Task instructions:
Pick up the R walkthrough on durian volatiles below at its final line and keep writing it.

Data visualization for volatiles in different durian varieties
Durian is a tropical fruit that is either much loved or much hated in Singapore. There are different varieties of durians, and the top durians such as Mao Shan Wang can command prices of around $20-30 per kg. The price depends on the supply, the quality, and of course the demand.
Teh et al. (2017) mentioned that the durian aroma comes mainly from the sulfur compounds, which gives it the characteristic pungent smell; as well as esters, which contributes to the fruity character.
The data below is from the work done by Chin et al. (2007). A total of 39 volatiles were identified in three varieties of durian: D2, D24 and D101. In the paper, PCA was carried out to distinguish between the three varieties.
The file was saved on my working directory and I imported it into R
durian <- read_csv("Durian.csv") %>%
clean_names()
d101 <- durian %>%
select(-peak_no, -odor_description, - category) %>%
pivot_longer(cols = starts_with("d"),
names_to = "variety",
values_to = "concentration") %>%
filter(variety == "d101") %>%
top_n(10, concentration) %>%
ggplot(aes(fct_reorder(compound, concentration), concentration)) +
geom_col(fill = "goldenrod") +
labs(x = NULL,
title = "D101",
x = "Relative Concentration (ug/g)",
caption = "Chin et al, 2007") +
coord_flip() +
theme_classic() +
theme(title = element_text(face = "bold", size = 16),
axis.text = element_text(size = 14))
d2 <- durian %>%
select(-peak_no, -odor_description, - category) %>%
pivot_longer(cols = starts_with("d"),
names_to = "variety",
values_to = "concentration") %>%
filter(variety == "d2") %>%
top_n(10, concentration) %>%
ggplot(aes(fct_reorder(compound, concentration), concentration)) +
geom_col(fill = "forestgreen") +
labs(x = NULL,
title = "D2",
x = "Relative Concentration (ug/g)",
caption = "Chin et al, 2007") +
coord_flip() +
theme_classic() +
theme(title = element_text(face = "bold", size = 16),
axis.text = element_text(size = 14))

Given information:
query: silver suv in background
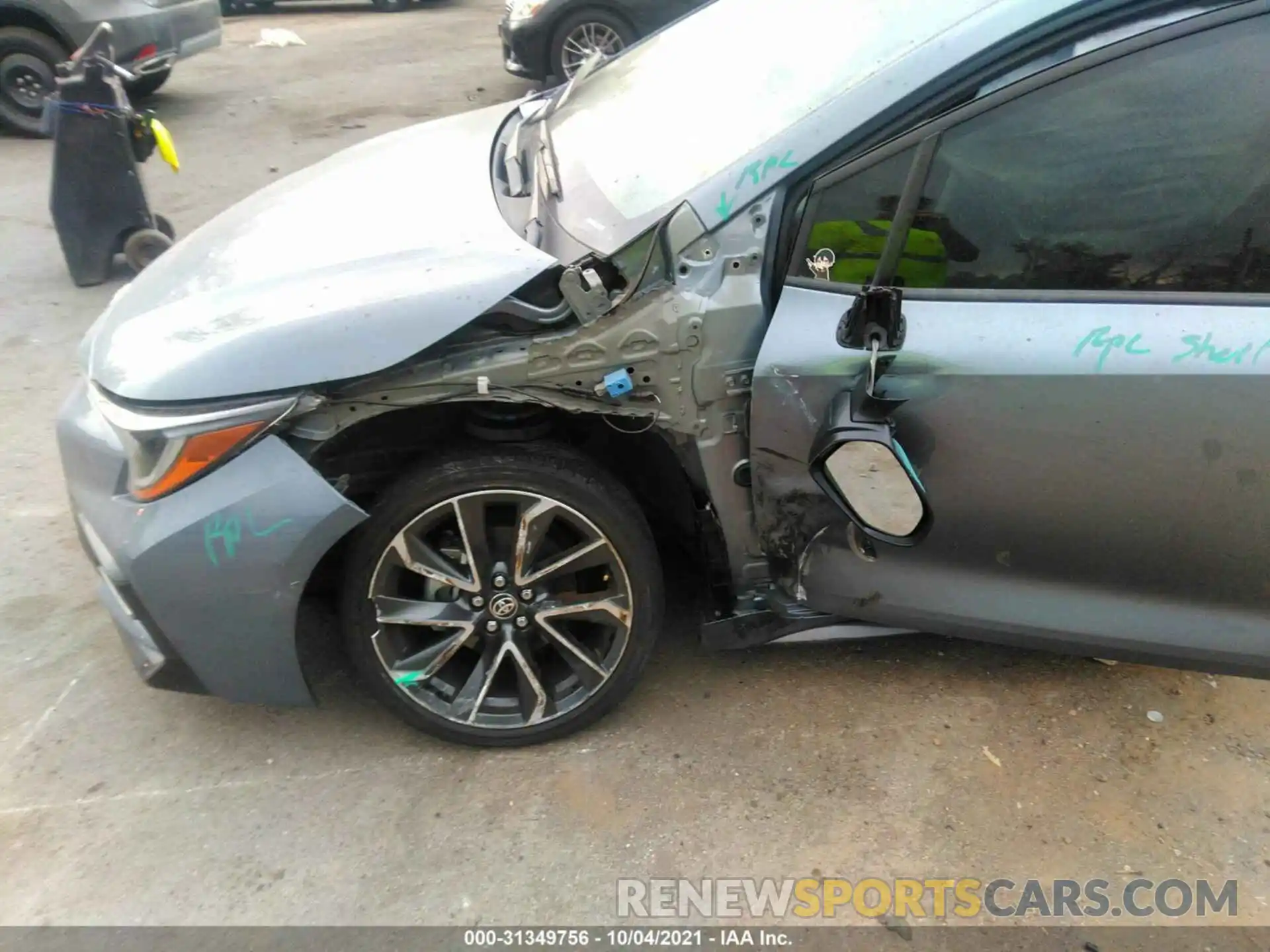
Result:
[0,0,221,136]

Expected answer:
d24 <- durian %>%
select(-peak_no, -odor_description, - category) %>%
pivot_longer(cols = starts_with("d"),
names_to = "variety",
values_to = "concentration") %>%
filter(variety == "d24") %>%
top_n(10, concentration) %>%
ggplot(aes(fct_reorder(compound, concentration), concentration)) +
geom_col(fill = "darkorange2") +
labs(x = NULL,
title = "D24",
x = "Relative Concentration (ug/g)",
caption = "Chin et al, 2007") +
coord_flip() +
theme_classic() +
theme(title = element_text(face = "bold", size = 16),
axis.text = element_text(size = 14))
gridExtra::grid.arrange(d101, d2, d24, ncol = 3,
top = "Comparison of top volatiles found in different durian varieties")
durian %>%
select(-peak_no, -odor_description) %>%
pivot_longer(cols = starts_with("d"),
names_to = "variety",
values_to = "concentration") %>%
group_by(category, variety) %>%
summarize(sum_conc = sum(concentration)) %>%
arrange(desc(sum_conc))
# A tibble: 9 x 3
# Groups: category [3]
category variety sum_conc
<chr> <chr> <dbl>
1 Ester d2 54.7
2 Ester d101 54.6
3 Sulfur-compounds d24 47.4
4 Sulfur-compounds d2 46.5
5 Sulfur-compounds d101 36.5
6 Ester d24 30.5
7 Alcohol d2 1.09
8 Alcohol d101 0.72
9 Alcohol d24 0.56
From the plot above, half of the top ten volatile compounds in D24 were sulfur-containing compounds, and the most abundant volatile was diethyl disulfide (18.76 ug/g). The odor description for diethyl disulfide is “Sulfury, roasty, cabbage-like odor”.
For D101, the top two most abundant volatile compounds were esters: ethyl 2-methylbutanoate (21.89 ug/g) (poweful green, fruity, apple-like odor) and propyl 2-methylbutanoate (12.67 ug/g), followed by sulfur compounds diethyl disulfide (12.42ug/g) and diethyl trisulfide (5.97ug/g).
For D2, ethyl 2-methylbutanoate (29.68 ug/g) was relatively higher than in D101.
If we look at the total concentration of esters and sulfur compounds, D24 has the highest concentration of sulfur compounds (in line with the plot above). Comparing D2 and D101, the concentration of esters is about the same, but D2 has higher concentration of sulfur-containing compounds than D101. According to Takeoka et al. (1995), branched chain esters have lower odor thresholds than their straight chain counterparts. It appeared that D101, with slightly lower concentration of sulfur-compounds, would be perceived as more fruity. However, the authors found that D2 was perceived to have a stronger sweet and fruity odor; and that D101 was perceived to have a well-balanced aroma. I’m not quite sure why, I guess I would need to taste in person to find out!
I attempted to do PCA with the data provided, but it was a bit silly as n = 3, as I did not have the raw data with me. In addition, the assumptions for KMO and Bartlett’s tests were not met.
Due to the very small number of observations, I ran into this error: Error in comps[, 1:object$num_comp, drop = FALSE] : subscript out of bounds
After specifying that num_comp = 3, I did not receive this error message again.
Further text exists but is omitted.